Records from a data collection:

_ _ _ _ _ _ _

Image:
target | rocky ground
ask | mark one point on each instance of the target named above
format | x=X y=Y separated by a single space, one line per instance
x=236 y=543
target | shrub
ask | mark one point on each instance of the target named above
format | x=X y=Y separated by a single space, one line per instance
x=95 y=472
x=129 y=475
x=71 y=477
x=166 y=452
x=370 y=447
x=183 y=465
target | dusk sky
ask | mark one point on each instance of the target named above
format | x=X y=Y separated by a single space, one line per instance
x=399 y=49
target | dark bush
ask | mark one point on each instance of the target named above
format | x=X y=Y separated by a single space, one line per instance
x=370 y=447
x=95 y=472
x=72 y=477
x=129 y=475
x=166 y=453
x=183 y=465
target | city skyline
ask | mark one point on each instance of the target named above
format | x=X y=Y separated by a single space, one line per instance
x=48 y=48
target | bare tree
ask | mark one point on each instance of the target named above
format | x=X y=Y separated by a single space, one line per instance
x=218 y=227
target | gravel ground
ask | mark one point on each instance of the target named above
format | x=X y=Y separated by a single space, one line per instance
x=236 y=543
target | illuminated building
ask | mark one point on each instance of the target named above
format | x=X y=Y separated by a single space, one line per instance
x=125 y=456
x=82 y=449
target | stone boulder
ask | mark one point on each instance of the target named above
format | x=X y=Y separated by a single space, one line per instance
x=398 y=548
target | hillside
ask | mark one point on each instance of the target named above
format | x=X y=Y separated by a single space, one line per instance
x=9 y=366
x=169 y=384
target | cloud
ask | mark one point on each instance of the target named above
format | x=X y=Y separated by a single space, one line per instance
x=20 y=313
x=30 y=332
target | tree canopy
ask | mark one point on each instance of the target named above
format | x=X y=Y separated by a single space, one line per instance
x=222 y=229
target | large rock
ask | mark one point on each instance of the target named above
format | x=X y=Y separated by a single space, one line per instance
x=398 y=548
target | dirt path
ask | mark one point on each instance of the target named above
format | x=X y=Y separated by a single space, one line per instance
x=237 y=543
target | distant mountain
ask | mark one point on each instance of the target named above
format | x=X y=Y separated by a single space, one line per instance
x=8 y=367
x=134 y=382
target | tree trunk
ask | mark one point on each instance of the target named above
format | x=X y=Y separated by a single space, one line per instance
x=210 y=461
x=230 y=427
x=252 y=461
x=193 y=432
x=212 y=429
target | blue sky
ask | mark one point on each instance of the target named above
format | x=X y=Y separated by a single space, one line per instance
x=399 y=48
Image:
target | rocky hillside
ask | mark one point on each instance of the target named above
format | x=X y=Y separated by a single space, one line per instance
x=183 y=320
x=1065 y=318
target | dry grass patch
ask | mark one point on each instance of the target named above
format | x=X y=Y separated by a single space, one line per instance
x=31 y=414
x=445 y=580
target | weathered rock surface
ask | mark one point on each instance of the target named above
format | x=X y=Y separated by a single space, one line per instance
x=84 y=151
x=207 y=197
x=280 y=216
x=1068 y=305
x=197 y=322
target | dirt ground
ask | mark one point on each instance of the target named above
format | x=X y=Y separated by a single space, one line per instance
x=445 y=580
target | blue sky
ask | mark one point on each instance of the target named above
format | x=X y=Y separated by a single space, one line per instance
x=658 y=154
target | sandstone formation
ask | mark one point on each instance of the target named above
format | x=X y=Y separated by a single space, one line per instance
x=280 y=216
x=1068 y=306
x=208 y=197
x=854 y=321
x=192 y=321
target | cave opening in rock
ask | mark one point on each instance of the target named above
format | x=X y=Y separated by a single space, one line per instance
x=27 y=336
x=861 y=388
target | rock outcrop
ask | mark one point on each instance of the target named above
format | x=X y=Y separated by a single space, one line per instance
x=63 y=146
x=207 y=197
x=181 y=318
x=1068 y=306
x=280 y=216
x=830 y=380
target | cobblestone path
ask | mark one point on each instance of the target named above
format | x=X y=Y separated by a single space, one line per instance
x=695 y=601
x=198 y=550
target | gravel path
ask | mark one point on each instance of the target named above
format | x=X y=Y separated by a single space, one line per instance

_ _ _ _ _ _ _

Return, unchanged, the lines from the line with "target | dark bush" to the line with "x=169 y=384", including both of those lines.

target | dark bush
ask | mark one point on each instance of the target named above
format | x=X y=Y separated by a single space, one line per instance
x=370 y=447
x=95 y=472
x=72 y=477
x=129 y=475
x=166 y=453
x=183 y=465
target | city skyline
ask | mark one point on each instance of the target named above
format | x=X y=Y separated by a single space, one line per instance
x=48 y=48
target | bare tree
ask | mark one point on each instance of the target named above
format | x=X y=Y separated by a single space, one line per instance
x=218 y=227
target | gravel ground
ask | mark one point on each instance of the target named above
format | x=X y=Y separated by a single space, one line per instance
x=236 y=543
target | illuminated building
ask | mark one point on each instance of the target named above
format | x=X y=Y separated by a single space, one line per instance
x=125 y=456
x=82 y=449
target | stone boulder
ask | mark one point on each instance of the target named above
format | x=X y=Y separated by a single space, one line per instance
x=398 y=548
target | hillside
ask | mark one point on each instance of the target named above
format | x=X y=Y separated by a single space, one line per instance
x=9 y=366
x=169 y=384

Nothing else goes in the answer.